__Selected extract__:
24–26 May 2017
Rayong Marriott Resort & Spa
Asia/Bangkok timezone

Non-chemistry coupled PM10 modeling in Chiang Mai City, Northern Thailand: A fast operational approach for aerosol forecasts

25 May 2017, 13:50
15m
Ballroom 3

Ballroom 3

Oral Environmental Physics, Atmospheric Physics, Geophysics and Renewable Energy A14: Environment

Speaker

Dr Ronald Macatangay (National Astronomical Research Institute of Thailand)

Description

An optimum cumulus parameterization scheme was determined for the Weather Research and Forecasting (WRF) model for Northern Thailand. This was then applied to model PM10 data in Chiang Mai city for 10-days during a high haze event using an updated WRF version (v. 3.7) and updated land use categories from the Moderate Resolution Imaging Spectroradiometer (MODIS). A higher resolution meteorological lateral boundary condition (from 1 degree to 0.25 degree) was also used from the NCEP GDAS/FNL Global Tropospheric Analyses and Forecast Grid system. A 3-category urban canopy model was also added and the Thompson aerosol-aware microphysics parameterization scheme was used to model the aerosol number concentrations that were later converted to PM10 concentrations. Aerosol number concentration monthly climatology was firstly used as initial and lateral boundary conditions to model PM10. However, this could not capture the variability, underestimated the high PM10 spikes and overestimated low PM10 values (R = 0.29) during the period studied when compared to surface data obtained from the Pollution Control Department (PCD). The authors then added satellite data to the aerosol climatology that improved the comparison with observations (R = 0.45). The authors then tried to use the ERA-Interim meteorological lateral boundary conditions to model the PM10. This captured the variability better (R = 0.4830) and the low PM10 concentrations. However, this setup underestimated the high PM10 spikes. In all cases, the simulations were not able to model one high PM10 spike. This is due to a local emission source that the meteorology, aerosol climatology and satellite data failed to pick up as proven by adding a hypothetical source upstream of the measurement site.

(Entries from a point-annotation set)
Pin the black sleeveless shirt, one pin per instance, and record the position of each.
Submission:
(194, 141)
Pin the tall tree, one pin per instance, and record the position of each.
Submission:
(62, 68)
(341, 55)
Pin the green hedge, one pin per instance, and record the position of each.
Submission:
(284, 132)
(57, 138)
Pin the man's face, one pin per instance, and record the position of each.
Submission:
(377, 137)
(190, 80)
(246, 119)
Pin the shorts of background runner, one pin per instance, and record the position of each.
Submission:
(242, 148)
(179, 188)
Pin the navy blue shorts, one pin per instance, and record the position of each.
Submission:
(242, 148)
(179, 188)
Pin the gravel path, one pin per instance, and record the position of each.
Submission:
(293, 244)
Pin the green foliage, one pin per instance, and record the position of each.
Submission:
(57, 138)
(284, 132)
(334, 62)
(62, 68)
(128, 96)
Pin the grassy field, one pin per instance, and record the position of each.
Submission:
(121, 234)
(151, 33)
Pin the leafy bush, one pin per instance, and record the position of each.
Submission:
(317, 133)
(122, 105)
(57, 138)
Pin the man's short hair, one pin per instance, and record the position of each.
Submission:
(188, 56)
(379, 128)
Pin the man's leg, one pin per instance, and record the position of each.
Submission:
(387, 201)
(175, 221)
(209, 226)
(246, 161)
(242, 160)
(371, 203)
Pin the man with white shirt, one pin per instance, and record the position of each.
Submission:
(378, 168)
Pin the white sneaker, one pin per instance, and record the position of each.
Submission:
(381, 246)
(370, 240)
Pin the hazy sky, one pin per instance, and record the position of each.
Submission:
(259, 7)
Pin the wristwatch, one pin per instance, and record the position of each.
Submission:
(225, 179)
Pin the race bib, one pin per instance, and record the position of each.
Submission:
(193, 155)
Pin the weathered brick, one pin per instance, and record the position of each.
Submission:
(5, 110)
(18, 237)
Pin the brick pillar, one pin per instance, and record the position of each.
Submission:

__Given instruction 1__: According to the PM10 modeling abstract, which agency provided the surface data used for comparison?
__Given instruction 2__: Transcribe the PM10 modeling abstract between "25 May 2017, 13:50" and "Institute of Thailand)", inclusive.
You won't need the records for this.

__Result 1__: The Pollution Control Department (PCD).

__Result 2__:
25 May 2017, 13:50
15m
Ballroom 3

Ballroom 3

Oral Environmental Physics, Atmospheric Physics, Geophysics and Renewable Energy A14: Environment

Speaker

Dr Ronald Macatangay (National Astronomical Research Institute of Thailand)